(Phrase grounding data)
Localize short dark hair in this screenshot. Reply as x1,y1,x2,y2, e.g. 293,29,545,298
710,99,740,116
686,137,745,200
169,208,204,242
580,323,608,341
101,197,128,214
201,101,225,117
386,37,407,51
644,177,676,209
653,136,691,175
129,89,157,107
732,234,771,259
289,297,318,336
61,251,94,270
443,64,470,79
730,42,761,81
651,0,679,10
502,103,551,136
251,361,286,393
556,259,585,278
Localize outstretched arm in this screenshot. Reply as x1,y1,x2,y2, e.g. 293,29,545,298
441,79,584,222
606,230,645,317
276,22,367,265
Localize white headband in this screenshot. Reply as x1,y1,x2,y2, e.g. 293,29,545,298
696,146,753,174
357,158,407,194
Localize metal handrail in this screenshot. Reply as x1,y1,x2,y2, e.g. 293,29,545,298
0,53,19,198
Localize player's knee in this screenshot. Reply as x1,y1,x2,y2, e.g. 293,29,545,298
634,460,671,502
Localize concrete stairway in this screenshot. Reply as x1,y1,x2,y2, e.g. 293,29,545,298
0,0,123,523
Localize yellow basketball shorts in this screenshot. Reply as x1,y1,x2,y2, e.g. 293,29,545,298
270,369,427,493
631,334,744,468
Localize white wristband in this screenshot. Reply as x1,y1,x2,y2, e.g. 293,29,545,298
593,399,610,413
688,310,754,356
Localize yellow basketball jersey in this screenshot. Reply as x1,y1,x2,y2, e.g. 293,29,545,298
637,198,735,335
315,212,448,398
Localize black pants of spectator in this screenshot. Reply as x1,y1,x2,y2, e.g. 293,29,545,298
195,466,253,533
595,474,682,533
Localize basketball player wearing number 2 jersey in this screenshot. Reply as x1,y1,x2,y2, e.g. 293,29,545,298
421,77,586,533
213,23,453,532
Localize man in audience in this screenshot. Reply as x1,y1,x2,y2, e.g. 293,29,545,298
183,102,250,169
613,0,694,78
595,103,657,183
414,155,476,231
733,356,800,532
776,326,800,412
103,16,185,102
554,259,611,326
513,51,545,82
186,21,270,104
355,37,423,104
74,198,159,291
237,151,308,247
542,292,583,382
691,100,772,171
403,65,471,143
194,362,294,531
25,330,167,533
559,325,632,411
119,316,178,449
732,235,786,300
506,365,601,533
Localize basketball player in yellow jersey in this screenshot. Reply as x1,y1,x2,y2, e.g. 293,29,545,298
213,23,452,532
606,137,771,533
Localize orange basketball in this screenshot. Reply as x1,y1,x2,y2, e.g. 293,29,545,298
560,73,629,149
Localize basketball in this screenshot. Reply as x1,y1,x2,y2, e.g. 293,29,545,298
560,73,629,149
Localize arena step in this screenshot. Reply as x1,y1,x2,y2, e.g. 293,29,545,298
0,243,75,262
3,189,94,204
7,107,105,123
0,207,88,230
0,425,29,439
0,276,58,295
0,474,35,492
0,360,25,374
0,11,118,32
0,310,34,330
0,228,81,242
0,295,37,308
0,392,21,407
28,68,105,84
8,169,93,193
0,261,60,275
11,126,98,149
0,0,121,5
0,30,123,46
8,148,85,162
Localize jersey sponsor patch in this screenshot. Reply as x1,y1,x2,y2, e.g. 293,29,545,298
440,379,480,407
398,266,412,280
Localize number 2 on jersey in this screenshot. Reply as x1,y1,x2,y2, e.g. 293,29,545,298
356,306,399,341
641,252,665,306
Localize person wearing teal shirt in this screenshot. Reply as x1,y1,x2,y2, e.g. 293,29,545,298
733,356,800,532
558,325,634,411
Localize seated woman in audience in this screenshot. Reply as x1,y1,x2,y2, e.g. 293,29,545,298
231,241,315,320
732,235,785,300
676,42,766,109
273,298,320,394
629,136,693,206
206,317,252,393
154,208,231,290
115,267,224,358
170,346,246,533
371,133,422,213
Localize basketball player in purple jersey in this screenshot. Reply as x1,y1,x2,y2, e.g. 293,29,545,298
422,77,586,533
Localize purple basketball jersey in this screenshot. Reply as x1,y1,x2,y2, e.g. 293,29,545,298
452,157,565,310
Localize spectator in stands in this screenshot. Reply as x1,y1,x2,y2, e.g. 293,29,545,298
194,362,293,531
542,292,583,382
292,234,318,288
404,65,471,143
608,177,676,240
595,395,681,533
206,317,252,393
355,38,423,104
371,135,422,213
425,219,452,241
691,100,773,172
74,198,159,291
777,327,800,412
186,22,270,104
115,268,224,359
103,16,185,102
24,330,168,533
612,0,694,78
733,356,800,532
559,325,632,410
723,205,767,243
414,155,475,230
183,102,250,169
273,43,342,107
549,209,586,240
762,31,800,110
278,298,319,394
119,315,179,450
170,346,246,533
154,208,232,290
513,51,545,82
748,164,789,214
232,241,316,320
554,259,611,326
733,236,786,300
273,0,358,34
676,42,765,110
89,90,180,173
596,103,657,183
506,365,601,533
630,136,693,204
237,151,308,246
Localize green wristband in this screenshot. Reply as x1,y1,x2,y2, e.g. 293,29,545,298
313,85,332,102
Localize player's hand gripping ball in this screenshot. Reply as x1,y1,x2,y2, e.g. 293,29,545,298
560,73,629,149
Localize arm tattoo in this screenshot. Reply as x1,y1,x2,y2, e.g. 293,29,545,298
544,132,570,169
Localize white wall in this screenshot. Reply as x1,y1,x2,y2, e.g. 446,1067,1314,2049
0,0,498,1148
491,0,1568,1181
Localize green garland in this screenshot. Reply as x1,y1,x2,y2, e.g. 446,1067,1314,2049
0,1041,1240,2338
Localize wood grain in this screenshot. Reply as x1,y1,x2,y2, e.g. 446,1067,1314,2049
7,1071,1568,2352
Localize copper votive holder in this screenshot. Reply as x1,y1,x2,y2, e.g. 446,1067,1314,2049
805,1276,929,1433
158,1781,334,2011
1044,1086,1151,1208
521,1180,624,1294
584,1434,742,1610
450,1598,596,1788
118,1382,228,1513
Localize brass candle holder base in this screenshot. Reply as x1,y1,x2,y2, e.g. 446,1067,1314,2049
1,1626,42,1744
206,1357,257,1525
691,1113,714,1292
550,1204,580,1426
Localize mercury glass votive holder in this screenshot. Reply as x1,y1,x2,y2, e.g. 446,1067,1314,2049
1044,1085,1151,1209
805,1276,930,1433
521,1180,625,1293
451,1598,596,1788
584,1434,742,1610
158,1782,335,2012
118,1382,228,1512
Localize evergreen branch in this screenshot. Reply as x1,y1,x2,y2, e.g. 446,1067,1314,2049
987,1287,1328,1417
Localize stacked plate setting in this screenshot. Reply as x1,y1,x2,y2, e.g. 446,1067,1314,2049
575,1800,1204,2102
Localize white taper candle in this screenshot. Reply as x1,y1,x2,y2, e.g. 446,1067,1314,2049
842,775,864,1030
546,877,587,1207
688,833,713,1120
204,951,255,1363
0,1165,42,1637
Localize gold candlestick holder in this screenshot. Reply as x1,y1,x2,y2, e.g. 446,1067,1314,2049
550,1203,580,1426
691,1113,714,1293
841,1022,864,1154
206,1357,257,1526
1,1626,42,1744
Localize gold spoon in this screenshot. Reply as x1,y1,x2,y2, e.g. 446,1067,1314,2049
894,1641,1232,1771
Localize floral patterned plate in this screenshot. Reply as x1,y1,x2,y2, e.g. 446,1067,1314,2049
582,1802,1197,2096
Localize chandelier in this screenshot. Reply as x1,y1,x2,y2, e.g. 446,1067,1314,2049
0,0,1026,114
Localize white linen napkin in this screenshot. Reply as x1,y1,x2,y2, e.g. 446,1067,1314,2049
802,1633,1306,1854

→ What is needed:
Please repeat each entry exactly as written.

→ Result of this task:
Localize short dark hair in this screenshot. Reply as x1,y1,x2,y2, e.g. 293,29,545,298
710,99,740,116
686,137,745,200
169,208,204,242
580,323,608,341
101,197,128,214
201,101,225,117
386,37,407,51
644,177,676,209
653,136,691,175
129,89,157,107
732,234,771,259
289,297,318,336
61,251,94,270
443,64,470,79
730,42,761,81
651,0,679,10
502,103,551,136
251,361,286,393
556,259,585,278
Localize outstretched arm in this screenshot. Reply as x1,y1,x2,y2, e.g. 293,29,545,298
441,79,584,222
606,230,645,317
276,22,367,265
Localize white headband in this screenshot. Reply as x1,y1,x2,y2, e.g. 293,29,545,298
696,146,753,174
357,158,407,194
Localize metal handrail in this screenshot. Reply as x1,y1,x2,y2, e.g. 293,29,545,298
0,53,19,198
Localize player's knee in this screenshot. Reply as x1,y1,x2,y2, e.g. 293,29,545,298
634,460,671,502
Localize concrete stairway in this screenshot. Reply as x1,y1,x2,y2, e.g. 293,29,545,298
0,0,123,523
Localize yellow basketball shorts in this screenshot. Reply as x1,y1,x2,y2, e.g. 293,29,545,298
270,369,427,493
631,334,744,468
Localize white wristband in this screenshot. Reply as x1,y1,x2,y2, e.g. 293,29,545,298
593,399,610,413
688,310,754,356
Localize yellow basketball jersey in this screenshot. Reply as x1,y1,x2,y2, e.g. 293,29,545,298
637,198,735,335
315,212,448,398
Localize black pants of spectator in this screenshot. Reply as x1,y1,x2,y2, e.g. 293,29,545,298
195,466,253,533
595,474,682,533
Localize basketball player wearing number 2 jersey in this screenshot. Reply as x1,y1,x2,y2, e.g. 293,29,545,298
421,77,586,533
213,23,453,532
Localize man in audience in this screenshot. Reply as x1,y1,x2,y2, e.g. 293,29,545,298
183,102,250,169
613,0,694,78
595,103,657,183
414,155,476,231
733,356,800,532
776,326,800,412
103,16,185,102
554,259,611,326
513,51,545,82
186,21,270,104
355,37,423,104
74,198,159,291
237,151,308,247
542,292,583,382
691,100,772,171
403,65,471,143
194,362,294,531
25,330,167,533
559,325,632,411
119,316,178,449
732,235,786,300
506,365,601,533
Localize basketball player in yellow jersey in this screenshot. Reply as x1,y1,x2,y2, e.g. 293,29,545,298
213,23,452,532
606,137,771,533
Localize orange basketball in this screenshot. Reply as x1,y1,x2,y2, e.g. 293,29,545,298
560,73,629,149
Localize basketball in this screenshot. Reply as x1,y1,x2,y2, e.g. 293,29,545,298
560,73,629,149
Localize arena step in this screenshot. Reply as x1,y1,x2,y2, e.g. 293,29,545,298
0,243,75,262
3,189,94,204
7,107,105,123
0,207,88,230
0,425,29,439
0,276,58,295
0,474,35,492
0,360,25,374
0,11,118,32
0,310,34,330
0,228,81,242
0,295,37,308
0,392,21,407
28,68,105,84
8,169,93,193
0,261,60,275
11,126,98,149
0,0,121,5
0,30,123,46
8,148,85,162
Localize jersey sponsor patch in this screenshot. Reply as x1,y1,x2,y2, e.g. 293,29,545,298
440,379,480,407
398,266,412,280
Localize number 2 on jersey in this screenshot. Reply as x1,y1,x2,y2, e.g. 293,29,545,298
356,306,399,341
641,252,665,306
Localize person wearing teal shirt in this screenshot. Reply as x1,y1,x2,y2, e.g. 293,29,545,298
733,356,800,532
558,325,634,411
Localize seated woman in audience in this screenshot. Reply as x1,y1,x2,y2, e.g. 293,29,545,298
231,241,315,320
732,235,785,300
676,42,766,109
273,298,320,394
629,136,693,206
206,317,252,393
154,208,231,290
115,267,224,358
170,346,246,533
371,133,422,213
Localize basketball player in purple jersey in this screenshot. Reply as x1,y1,x2,y2, e.g. 293,29,545,298
422,77,586,533
Localize purple basketball jersey in this screenshot. Reply as x1,y1,x2,y2, e.g. 293,29,545,298
452,157,565,310
Localize spectator in stands in this screenshot. Reply as x1,y1,x2,y2, e.g. 293,29,545,298
194,362,293,531
542,292,583,382
292,234,318,288
404,65,471,143
608,177,676,240
595,395,681,533
206,317,252,393
355,38,423,104
371,135,422,213
425,219,452,241
691,100,773,172
74,198,159,291
777,327,800,412
186,22,270,104
115,268,224,359
103,16,185,102
24,330,168,533
612,0,694,78
733,356,800,532
559,325,632,410
723,205,767,243
414,155,475,230
183,102,250,169
273,43,342,107
549,209,586,240
762,31,800,110
278,298,319,394
119,315,179,450
170,346,246,533
154,208,232,290
513,51,545,82
748,164,789,214
232,241,316,320
554,259,611,326
733,236,786,300
273,0,358,34
676,42,765,110
89,90,180,173
596,103,657,183
506,365,601,533
630,136,693,204
237,151,308,246
Localize green wristband in this screenshot. Reply as x1,y1,x2,y2, e.g. 293,29,545,298
313,85,332,102
Localize player's hand gripping ball in this screenshot. Reply as x1,y1,x2,y2, e.g. 293,29,545,298
560,73,629,149
Localize arm tattoo in this screenshot. Reply as x1,y1,x2,y2, e.g. 293,29,545,298
544,132,570,169
Localize white wall in this screenshot. Reply as x1,y1,x2,y2, e.g. 446,1067,1314,2049
0,0,498,1148
491,0,1568,1181
Localize green garland in this screenshot. Reply as x1,y1,x2,y2, e.g. 446,1067,1314,2049
0,1041,1240,2338
Localize wood grain in this screenshot. Reply as x1,y1,x2,y2, e.g. 446,1067,1314,2049
7,1071,1568,2352
Localize copper votive holder in this screenshot. Reply as x1,y1,x2,y2, e.g. 446,1067,1314,2049
805,1276,929,1433
158,1781,334,2011
1044,1086,1151,1208
521,1180,624,1294
584,1434,742,1610
450,1598,596,1788
118,1382,228,1513
Localize brass candle holder base in this screenshot. Reply as x1,y1,x2,y2, e.g. 446,1067,1314,2049
1,1626,42,1744
206,1357,257,1525
691,1113,714,1292
550,1204,580,1426
Localize mercury glass votive holder in this screenshot. Reply as x1,y1,x2,y2, e.g. 446,1067,1314,2049
1044,1085,1151,1209
805,1276,930,1433
521,1180,625,1293
451,1598,596,1788
584,1434,742,1610
158,1782,335,2012
118,1382,228,1512
Localize evergreen branch in this screenshot. Reply as x1,y1,x2,y2, e.g. 446,1067,1314,2049
987,1287,1328,1417
Localize stacked plate setting in this screenshot. Reply as x1,y1,x2,y2, e.g. 446,1067,1314,2049
575,1800,1204,2102
Localize white taper candle in this screenshot. Reply as x1,y1,x2,y2, e.g. 446,1067,1314,2049
842,775,864,1030
546,877,587,1207
688,833,713,1120
204,951,255,1363
0,1165,42,1637
Localize gold candlestick holder in this screenshot. Reply as x1,y1,x2,y2, e.g. 446,1067,1314,2049
550,1203,580,1426
691,1113,714,1293
841,1022,864,1154
206,1357,257,1526
1,1626,42,1744
Localize gold spoon in this screenshot. Reply as x1,y1,x2,y2, e.g. 446,1067,1314,2049
894,1641,1232,1771
Localize floral patterned plate in this screenshot. Reply as x1,y1,x2,y2, e.g. 446,1067,1314,2049
582,1802,1197,2096
Localize chandelier in this screenshot. Reply as x1,y1,x2,y2, e.g. 446,1067,1314,2049
0,0,1026,114
Localize white linen napkin in this screenshot. Reply as x1,y1,x2,y2, e.g. 446,1067,1314,2049
802,1633,1306,1854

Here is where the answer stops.